_DATA SUPPLIED:_
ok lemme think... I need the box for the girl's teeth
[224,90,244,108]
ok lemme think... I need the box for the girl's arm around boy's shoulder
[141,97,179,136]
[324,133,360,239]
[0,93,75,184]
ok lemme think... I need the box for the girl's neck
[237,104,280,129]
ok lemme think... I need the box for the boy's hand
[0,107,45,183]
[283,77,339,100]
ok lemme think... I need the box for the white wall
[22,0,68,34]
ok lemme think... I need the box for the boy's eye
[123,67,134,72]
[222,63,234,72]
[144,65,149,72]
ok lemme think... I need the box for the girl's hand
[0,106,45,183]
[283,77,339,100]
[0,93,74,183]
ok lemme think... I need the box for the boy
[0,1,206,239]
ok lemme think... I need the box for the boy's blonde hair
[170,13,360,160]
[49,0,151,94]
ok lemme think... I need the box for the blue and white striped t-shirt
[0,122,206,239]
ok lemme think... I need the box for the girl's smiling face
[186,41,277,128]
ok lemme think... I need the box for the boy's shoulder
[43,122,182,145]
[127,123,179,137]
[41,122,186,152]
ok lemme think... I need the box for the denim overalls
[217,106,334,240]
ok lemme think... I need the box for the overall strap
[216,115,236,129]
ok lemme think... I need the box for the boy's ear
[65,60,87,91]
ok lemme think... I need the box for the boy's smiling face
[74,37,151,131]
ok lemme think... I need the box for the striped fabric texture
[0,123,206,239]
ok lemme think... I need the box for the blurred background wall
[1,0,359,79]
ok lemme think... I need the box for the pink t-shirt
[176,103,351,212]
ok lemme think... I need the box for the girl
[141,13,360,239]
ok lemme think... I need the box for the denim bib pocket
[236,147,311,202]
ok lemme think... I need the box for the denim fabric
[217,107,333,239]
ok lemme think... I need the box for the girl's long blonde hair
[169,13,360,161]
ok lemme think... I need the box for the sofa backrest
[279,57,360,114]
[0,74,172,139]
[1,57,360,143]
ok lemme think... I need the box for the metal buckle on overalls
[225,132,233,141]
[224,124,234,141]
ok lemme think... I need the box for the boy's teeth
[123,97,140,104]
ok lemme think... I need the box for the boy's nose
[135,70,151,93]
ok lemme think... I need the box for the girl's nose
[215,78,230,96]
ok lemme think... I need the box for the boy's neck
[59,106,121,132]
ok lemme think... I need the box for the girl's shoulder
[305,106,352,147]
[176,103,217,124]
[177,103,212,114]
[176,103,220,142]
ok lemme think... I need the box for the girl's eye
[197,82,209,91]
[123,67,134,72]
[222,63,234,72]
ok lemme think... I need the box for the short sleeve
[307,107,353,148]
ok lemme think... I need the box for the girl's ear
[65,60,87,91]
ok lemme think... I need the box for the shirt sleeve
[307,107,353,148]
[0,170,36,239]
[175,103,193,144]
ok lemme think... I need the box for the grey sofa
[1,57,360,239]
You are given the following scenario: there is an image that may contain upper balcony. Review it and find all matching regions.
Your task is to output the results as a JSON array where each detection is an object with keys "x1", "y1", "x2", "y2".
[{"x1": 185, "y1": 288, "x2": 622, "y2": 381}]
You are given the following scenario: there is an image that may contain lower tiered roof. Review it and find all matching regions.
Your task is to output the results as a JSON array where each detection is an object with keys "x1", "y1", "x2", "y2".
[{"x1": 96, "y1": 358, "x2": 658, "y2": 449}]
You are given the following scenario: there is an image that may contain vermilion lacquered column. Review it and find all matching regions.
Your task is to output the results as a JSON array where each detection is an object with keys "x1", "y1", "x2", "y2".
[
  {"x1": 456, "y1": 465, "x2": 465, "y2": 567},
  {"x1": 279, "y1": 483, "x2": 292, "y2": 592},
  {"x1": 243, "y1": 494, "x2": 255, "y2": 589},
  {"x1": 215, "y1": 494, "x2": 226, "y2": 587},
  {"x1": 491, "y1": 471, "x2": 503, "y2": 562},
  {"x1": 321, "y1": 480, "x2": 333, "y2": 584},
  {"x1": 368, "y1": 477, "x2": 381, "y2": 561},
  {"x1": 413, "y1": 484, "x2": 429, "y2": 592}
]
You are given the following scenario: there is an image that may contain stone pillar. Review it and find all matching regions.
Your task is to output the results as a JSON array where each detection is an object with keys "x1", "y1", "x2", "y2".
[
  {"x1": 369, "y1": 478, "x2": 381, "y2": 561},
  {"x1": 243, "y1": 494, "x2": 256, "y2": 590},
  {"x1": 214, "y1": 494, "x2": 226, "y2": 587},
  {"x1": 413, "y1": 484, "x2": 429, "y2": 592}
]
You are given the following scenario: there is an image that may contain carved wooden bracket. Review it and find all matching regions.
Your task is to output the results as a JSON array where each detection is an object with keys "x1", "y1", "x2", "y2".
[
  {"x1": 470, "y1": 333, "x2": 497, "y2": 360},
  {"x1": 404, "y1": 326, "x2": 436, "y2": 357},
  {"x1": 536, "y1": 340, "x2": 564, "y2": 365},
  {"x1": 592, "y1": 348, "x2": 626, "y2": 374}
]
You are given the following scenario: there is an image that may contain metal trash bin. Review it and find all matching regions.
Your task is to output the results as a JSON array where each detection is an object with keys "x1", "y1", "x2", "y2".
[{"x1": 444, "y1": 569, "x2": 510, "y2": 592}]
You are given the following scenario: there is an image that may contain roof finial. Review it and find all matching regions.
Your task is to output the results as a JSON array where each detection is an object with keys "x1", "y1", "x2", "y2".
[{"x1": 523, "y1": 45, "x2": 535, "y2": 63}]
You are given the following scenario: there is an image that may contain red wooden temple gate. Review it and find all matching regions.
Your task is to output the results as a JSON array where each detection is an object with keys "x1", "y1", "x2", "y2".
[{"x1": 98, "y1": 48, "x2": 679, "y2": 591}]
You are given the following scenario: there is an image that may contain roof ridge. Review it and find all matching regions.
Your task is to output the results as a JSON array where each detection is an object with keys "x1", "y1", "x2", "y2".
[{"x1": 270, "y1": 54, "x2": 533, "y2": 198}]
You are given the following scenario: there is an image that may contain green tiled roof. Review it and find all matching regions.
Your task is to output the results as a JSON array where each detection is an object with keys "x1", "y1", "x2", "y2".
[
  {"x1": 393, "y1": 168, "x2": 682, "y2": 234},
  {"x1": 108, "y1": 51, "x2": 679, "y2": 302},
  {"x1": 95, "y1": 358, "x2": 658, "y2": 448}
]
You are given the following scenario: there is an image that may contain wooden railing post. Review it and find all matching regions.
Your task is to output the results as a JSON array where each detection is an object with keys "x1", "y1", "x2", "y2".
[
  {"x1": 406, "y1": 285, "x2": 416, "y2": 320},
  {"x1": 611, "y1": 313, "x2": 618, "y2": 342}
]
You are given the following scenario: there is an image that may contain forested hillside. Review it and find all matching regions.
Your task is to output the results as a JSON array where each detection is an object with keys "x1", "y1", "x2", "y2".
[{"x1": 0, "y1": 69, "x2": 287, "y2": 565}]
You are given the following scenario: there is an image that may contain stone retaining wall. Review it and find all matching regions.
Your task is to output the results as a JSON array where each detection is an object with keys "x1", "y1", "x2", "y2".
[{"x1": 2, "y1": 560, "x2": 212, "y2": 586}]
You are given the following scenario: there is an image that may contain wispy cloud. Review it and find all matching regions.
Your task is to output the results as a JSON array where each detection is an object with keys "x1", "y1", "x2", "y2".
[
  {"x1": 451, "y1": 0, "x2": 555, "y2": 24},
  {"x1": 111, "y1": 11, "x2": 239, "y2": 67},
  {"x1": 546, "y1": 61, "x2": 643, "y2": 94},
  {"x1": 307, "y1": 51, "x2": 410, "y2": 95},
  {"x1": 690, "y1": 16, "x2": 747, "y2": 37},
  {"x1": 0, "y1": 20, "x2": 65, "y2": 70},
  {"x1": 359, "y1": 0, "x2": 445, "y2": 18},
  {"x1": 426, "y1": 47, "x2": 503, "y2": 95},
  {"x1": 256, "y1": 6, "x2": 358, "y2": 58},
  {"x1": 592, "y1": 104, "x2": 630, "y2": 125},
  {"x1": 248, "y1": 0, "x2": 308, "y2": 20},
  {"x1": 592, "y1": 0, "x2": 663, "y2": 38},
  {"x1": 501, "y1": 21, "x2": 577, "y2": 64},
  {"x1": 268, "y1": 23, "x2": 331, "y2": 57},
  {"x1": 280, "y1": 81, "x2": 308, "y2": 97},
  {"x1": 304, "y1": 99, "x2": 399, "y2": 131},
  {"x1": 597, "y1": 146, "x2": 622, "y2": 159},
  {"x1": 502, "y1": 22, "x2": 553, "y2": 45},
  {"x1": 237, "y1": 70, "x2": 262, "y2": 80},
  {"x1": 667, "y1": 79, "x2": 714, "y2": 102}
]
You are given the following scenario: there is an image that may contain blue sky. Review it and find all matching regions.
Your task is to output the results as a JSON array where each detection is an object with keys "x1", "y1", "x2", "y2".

_EXERCISE REQUIREMENTS:_ Read the listing line by line, and copy each line in which the word "roof" is found.

_OUTPUT OF THE EXERCISE:_
You are given the following scenario: there is an image that may contain lower tiered roof. Review it and find all matching regions.
You are given the following scenario: there is an image that may contain roof finial. Review it and find all matching regions.
You are given the following scenario: there is an image that may contain roof ridge. Review it and find all matching regions.
You are given the following scenario: there is an image that may contain green tiled roof. Review it and find all matching regions.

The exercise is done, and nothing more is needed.